__Your instructions__:
Please find every line below that contains the word "sock" and copy each of those lines in full.

__Records for processing__:
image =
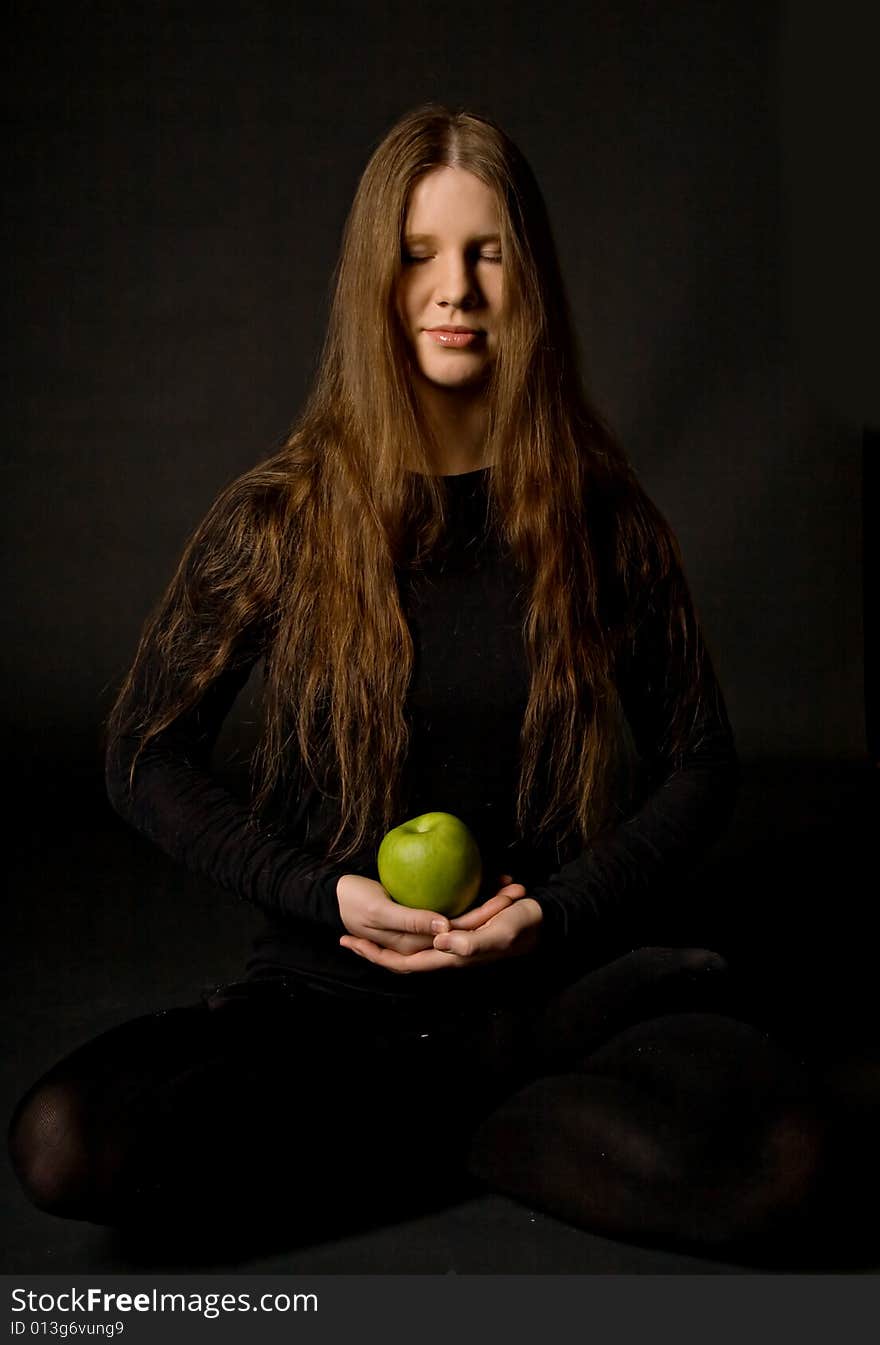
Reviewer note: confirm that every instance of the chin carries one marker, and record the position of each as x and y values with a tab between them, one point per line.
452	378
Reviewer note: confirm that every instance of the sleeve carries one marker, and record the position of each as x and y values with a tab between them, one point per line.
599	897
178	803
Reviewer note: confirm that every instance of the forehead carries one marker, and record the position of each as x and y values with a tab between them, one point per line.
451	199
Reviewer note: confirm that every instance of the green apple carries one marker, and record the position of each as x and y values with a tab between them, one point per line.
431	862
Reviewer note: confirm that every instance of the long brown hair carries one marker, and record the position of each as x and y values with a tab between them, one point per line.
298	557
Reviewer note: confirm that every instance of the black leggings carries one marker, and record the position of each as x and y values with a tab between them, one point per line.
634	1103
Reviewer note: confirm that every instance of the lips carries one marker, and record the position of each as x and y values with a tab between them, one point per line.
452	335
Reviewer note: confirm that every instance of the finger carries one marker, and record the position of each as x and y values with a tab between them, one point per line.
474	919
408	919
402	963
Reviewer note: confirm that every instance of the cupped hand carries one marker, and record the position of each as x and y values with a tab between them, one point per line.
506	926
372	916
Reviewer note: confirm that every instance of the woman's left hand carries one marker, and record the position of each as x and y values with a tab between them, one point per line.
506	926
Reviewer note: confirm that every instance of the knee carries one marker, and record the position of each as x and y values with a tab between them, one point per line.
47	1147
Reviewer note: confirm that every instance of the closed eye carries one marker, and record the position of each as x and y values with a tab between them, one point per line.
408	260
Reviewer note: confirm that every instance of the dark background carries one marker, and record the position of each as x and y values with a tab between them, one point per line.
178	176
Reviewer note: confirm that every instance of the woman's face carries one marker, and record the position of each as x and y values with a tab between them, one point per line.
451	277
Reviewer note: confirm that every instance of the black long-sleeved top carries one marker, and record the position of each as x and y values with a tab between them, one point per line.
466	704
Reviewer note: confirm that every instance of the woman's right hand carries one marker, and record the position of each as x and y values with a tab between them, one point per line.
368	912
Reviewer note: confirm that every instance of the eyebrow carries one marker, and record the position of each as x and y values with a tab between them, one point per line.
429	238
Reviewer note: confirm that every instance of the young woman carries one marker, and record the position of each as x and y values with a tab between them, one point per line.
462	601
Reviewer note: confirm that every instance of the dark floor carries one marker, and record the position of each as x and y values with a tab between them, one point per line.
101	928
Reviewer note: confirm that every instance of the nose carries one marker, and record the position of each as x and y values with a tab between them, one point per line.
456	284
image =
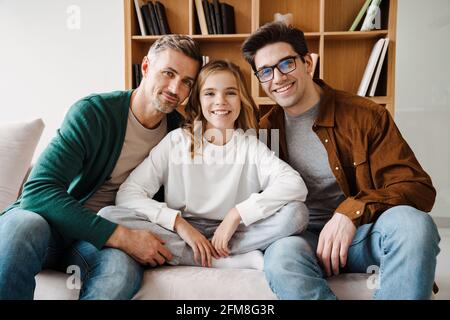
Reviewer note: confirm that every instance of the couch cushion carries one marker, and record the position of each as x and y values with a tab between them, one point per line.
195	283
17	144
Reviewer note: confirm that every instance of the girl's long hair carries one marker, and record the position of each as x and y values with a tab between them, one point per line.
195	123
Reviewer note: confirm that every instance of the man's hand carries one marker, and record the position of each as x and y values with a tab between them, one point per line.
143	246
225	231
334	241
198	242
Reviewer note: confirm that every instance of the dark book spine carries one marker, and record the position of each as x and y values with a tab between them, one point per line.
218	16
135	75
212	17
207	17
161	11
155	22
147	19
229	18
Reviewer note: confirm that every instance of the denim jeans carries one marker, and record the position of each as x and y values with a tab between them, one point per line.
402	244
28	244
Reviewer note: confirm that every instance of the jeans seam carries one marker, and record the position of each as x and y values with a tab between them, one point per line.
380	270
88	268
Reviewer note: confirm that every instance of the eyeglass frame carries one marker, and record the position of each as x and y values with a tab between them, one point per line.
276	66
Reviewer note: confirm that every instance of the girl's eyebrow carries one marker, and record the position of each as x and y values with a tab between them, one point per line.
229	88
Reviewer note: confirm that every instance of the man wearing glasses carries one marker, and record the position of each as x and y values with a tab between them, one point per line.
102	139
367	192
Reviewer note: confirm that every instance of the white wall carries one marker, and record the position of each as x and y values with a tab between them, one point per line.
45	67
46	64
423	89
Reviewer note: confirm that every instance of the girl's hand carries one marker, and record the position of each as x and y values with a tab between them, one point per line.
200	245
225	231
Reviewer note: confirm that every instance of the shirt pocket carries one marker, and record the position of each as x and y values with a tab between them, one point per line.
357	171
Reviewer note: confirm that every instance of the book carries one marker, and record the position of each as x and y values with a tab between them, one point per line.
162	18
315	59
360	15
154	18
370	67
372	12
228	21
147	19
201	17
218	16
212	16
140	18
137	75
205	4
205	60
376	77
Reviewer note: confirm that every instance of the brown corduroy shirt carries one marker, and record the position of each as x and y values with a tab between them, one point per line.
372	163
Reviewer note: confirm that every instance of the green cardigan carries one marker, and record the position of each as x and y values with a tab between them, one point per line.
77	162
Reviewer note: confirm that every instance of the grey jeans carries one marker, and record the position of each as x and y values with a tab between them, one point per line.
291	219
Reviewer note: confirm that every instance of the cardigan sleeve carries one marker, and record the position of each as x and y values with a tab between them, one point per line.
46	191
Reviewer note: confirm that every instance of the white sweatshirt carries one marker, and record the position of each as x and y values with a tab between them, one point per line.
244	174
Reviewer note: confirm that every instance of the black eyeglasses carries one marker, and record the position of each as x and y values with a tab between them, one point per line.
285	66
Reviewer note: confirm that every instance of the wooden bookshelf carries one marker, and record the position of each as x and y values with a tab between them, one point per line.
343	54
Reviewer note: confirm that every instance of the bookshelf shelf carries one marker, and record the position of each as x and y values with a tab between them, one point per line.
221	37
343	54
345	35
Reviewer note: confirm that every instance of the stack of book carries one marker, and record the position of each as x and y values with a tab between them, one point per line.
152	18
215	17
137	75
372	20
373	68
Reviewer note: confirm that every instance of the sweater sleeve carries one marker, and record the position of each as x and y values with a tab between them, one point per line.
144	181
46	191
279	183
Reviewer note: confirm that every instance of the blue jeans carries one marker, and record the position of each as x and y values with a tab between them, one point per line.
403	243
28	244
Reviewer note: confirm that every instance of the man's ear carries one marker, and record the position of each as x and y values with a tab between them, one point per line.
308	62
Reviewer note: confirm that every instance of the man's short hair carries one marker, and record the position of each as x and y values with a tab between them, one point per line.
273	32
180	43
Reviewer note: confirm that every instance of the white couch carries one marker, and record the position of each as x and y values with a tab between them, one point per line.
197	283
17	144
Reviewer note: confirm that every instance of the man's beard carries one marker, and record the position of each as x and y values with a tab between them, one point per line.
163	106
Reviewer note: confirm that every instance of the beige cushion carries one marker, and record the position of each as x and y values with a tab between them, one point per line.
196	283
17	144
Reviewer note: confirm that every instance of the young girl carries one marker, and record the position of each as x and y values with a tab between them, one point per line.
226	193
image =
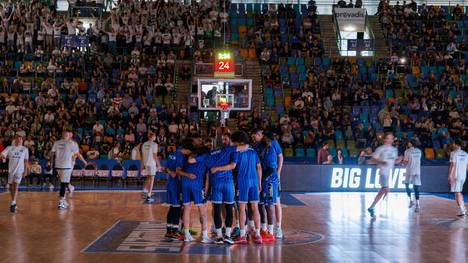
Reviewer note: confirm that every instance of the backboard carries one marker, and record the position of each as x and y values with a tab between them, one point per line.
224	94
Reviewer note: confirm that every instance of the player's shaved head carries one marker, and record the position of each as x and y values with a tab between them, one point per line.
240	137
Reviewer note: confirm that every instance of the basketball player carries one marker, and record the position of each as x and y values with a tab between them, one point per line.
193	190
457	174
65	150
249	174
270	187
175	161
221	163
385	156
412	161
258	137
18	157
150	163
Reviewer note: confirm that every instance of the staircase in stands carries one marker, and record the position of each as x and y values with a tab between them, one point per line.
381	48
328	36
183	87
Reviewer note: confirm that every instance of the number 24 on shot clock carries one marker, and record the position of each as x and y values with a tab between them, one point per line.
224	64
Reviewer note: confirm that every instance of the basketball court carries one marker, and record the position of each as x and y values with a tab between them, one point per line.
116	226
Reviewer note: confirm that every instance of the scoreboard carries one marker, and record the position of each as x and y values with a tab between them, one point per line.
224	64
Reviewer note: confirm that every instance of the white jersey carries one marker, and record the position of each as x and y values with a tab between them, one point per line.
460	160
386	153
413	159
16	155
64	153
147	150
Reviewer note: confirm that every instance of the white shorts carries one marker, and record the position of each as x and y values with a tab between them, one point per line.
457	187
15	178
65	175
414	179
384	180
149	171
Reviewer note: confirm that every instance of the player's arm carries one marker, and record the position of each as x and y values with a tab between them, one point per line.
280	164
181	172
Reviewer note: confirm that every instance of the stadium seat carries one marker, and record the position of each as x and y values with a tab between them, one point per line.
429	153
311	153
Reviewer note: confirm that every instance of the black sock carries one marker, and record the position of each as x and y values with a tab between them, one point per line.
229	215
217	215
261	210
416	191
408	191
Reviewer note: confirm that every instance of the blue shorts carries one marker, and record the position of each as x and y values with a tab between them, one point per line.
269	193
173	196
192	194
248	194
223	193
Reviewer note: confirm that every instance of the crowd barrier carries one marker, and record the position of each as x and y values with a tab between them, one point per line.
357	178
295	177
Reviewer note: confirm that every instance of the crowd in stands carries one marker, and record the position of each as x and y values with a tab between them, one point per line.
123	85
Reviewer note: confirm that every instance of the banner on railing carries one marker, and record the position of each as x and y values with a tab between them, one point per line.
360	44
350	14
75	41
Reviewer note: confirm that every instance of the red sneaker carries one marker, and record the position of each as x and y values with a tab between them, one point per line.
258	240
266	237
241	241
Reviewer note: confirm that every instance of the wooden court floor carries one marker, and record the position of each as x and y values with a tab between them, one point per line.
324	227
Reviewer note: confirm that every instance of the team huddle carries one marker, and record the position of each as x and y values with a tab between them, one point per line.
241	182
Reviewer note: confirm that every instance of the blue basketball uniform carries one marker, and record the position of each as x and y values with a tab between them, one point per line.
247	176
270	180
175	160
222	183
193	189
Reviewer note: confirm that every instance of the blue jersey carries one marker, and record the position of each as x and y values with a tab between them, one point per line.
199	170
175	160
221	157
269	160
247	175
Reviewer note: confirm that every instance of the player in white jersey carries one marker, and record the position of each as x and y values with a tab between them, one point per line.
150	164
385	156
71	188
457	175
412	161
65	151
18	157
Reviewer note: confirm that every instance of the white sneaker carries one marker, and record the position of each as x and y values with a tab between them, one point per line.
207	240
189	238
71	188
62	205
279	233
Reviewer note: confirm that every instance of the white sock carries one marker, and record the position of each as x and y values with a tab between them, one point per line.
270	229
257	232
243	232
228	231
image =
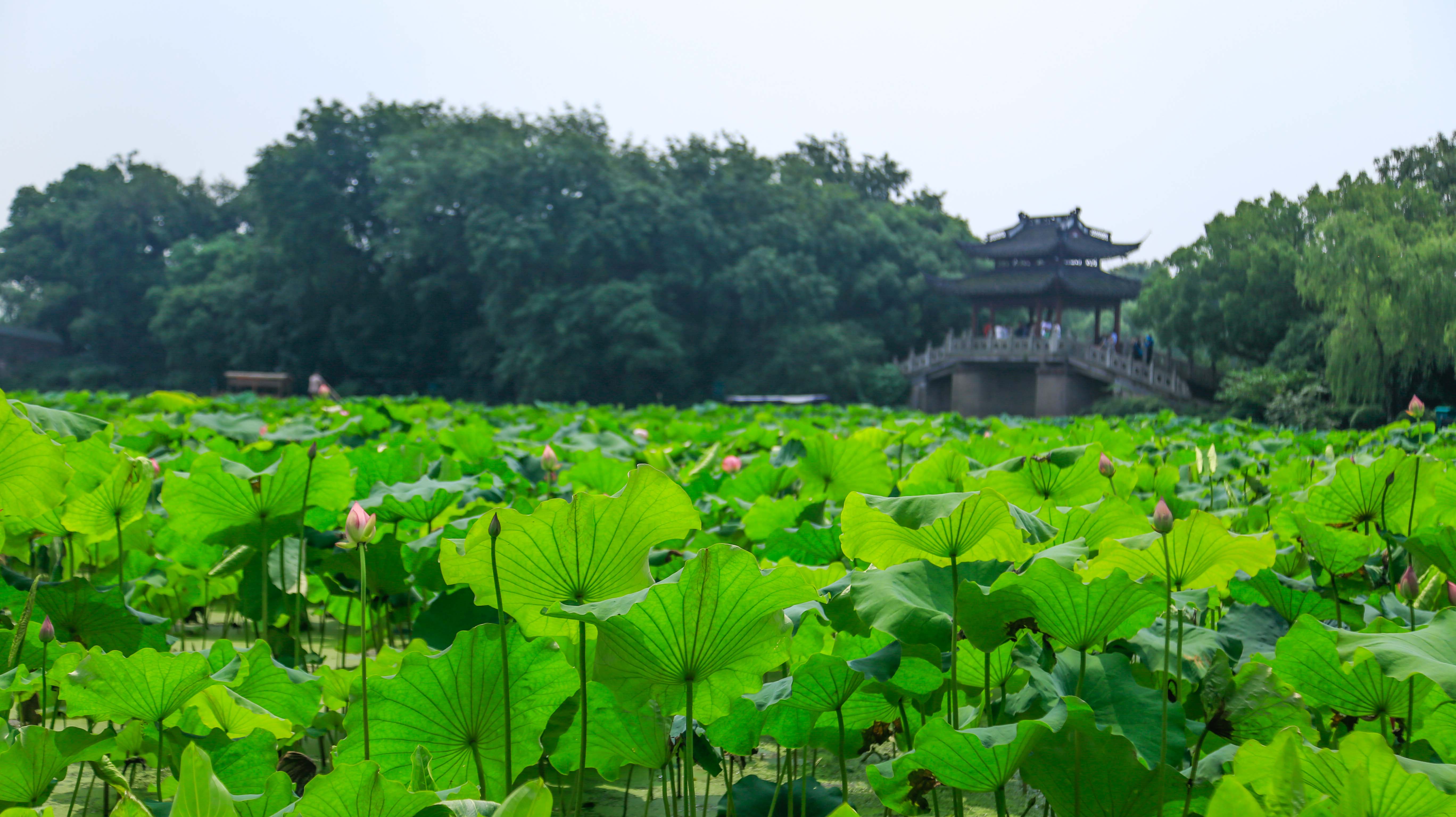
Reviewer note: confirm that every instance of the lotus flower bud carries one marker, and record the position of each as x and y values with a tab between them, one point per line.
1163	518
359	528
1106	467
1410	586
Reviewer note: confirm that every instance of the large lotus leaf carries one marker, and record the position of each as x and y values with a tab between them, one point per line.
1113	781
1339	551
1359	494
1094	525
835	468
117	502
1199	554
982	759
229	503
33	468
970	665
823	683
1363	777
359	790
36	756
200	793
277	794
913	602
1436	545
1310	659
100	618
717	625
452	706
279	689
1075	612
887	532
1290	598
146	685
615	737
1253	704
421	500
1064	477
807	545
585	551
1430	652
221	708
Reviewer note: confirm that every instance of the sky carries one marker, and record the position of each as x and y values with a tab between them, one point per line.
1152	117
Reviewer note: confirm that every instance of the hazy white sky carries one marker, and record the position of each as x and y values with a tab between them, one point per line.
1152	117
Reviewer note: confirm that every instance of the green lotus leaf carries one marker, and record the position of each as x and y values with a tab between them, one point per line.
982	759
1310	657
1075	612
117	502
835	468
277	794
1359	494
1116	784
585	551
1200	554
34	756
200	793
359	790
615	737
717	625
452	706
1095	523
1339	551
1064	477
1290	598
279	689
1430	652
221	708
1253	704
146	685
33	468
421	500
229	503
887	532
913	602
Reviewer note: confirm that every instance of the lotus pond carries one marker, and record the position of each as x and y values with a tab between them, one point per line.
797	612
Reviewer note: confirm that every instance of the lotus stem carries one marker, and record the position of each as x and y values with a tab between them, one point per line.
844	774
363	640
506	656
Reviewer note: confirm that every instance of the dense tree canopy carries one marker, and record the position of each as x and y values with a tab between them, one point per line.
411	248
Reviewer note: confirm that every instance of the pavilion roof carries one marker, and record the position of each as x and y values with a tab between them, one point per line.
1049	238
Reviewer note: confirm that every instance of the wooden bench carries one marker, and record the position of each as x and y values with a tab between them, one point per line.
277	384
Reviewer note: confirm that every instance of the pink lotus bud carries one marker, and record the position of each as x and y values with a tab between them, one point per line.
1410	586
359	528
1106	467
1163	518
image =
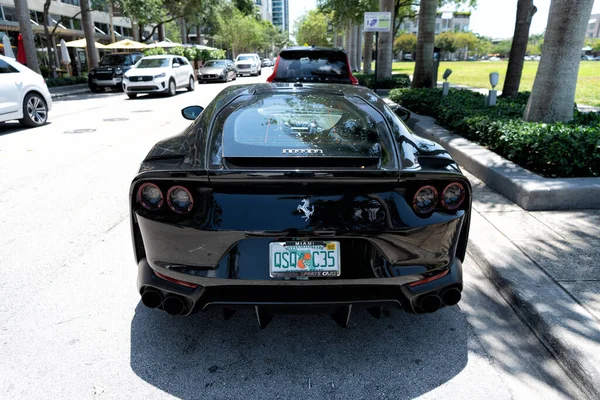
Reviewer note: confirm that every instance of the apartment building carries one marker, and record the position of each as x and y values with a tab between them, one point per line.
444	22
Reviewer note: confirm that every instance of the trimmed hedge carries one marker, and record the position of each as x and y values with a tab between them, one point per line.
396	81
554	150
65	81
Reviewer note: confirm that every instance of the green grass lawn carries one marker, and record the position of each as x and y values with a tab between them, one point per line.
476	74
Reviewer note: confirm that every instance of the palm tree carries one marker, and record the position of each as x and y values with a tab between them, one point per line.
525	12
553	93
88	30
385	45
423	76
27	31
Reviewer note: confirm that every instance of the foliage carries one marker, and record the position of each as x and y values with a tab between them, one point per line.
396	81
554	150
406	42
65	81
311	29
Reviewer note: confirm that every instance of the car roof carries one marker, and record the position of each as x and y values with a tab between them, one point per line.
312	48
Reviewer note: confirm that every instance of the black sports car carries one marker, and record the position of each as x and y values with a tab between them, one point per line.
291	196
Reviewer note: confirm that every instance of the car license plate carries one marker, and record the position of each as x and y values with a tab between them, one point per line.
304	259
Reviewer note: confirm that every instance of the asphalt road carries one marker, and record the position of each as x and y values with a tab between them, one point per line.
72	325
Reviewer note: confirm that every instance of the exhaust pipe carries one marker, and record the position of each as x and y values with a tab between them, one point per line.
451	296
151	298
173	305
430	303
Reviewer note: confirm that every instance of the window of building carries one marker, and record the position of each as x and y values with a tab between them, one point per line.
10	14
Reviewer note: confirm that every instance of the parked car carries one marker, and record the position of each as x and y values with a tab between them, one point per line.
159	74
312	64
248	64
217	70
24	95
109	73
291	196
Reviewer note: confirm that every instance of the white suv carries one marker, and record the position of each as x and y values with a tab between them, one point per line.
248	64
159	74
23	94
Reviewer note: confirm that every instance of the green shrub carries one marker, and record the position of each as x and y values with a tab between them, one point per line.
396	81
555	150
65	81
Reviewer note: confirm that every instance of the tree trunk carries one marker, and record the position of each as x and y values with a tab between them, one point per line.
198	35
553	94
424	73
22	9
385	45
49	42
525	12
161	33
183	30
88	30
368	53
134	30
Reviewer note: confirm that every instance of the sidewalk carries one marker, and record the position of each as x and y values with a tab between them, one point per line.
69	90
546	264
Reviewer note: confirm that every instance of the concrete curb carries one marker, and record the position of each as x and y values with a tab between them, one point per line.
563	326
64	91
528	190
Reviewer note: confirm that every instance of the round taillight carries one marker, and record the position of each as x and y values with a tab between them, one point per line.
180	199
150	196
425	200
453	196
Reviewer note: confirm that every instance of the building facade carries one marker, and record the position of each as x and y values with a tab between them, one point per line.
453	21
281	15
593	30
265	8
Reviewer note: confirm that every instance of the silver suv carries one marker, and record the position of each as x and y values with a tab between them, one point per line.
248	64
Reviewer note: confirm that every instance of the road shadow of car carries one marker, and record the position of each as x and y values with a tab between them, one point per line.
9	127
298	356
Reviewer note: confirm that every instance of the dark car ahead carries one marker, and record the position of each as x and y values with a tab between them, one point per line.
217	70
109	73
286	196
312	65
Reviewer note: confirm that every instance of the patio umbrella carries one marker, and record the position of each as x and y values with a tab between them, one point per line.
164	44
81	43
126	44
64	53
7	47
21	50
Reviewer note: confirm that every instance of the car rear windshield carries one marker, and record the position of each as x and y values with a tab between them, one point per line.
115	59
300	125
312	65
216	64
153	63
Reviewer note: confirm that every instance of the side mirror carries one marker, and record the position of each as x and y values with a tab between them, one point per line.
402	113
192	112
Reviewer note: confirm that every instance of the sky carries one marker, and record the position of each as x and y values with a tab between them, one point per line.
494	18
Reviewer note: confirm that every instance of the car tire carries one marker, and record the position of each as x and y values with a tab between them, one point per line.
172	89
35	111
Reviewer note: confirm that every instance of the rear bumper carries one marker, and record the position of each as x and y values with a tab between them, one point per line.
289	294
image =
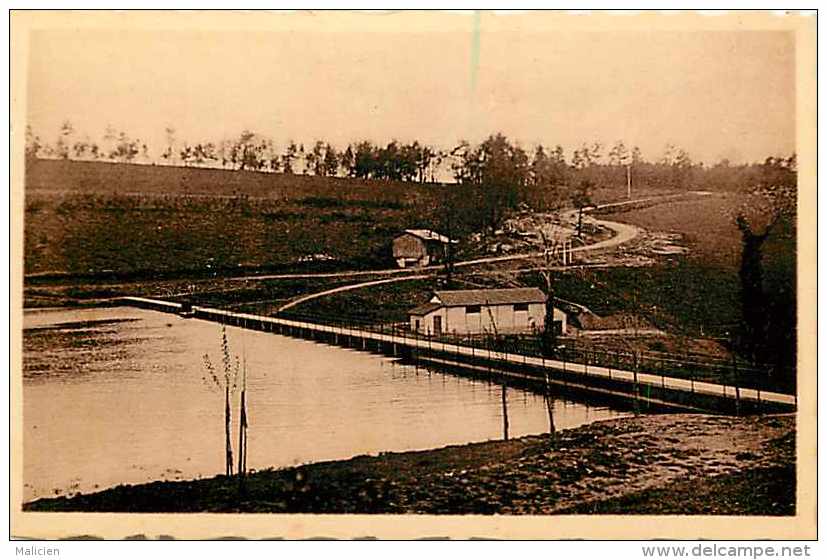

__Exercise answer__:
Reviewer note: confirm that every instance of the black sock carries one marker, and record the position of each as x and y values with a tab between them, one point per line.
Reviewer note: confirm that every instance of the white sock carries one marker, and record the position of each as x and y values with a tab between them, one point per line.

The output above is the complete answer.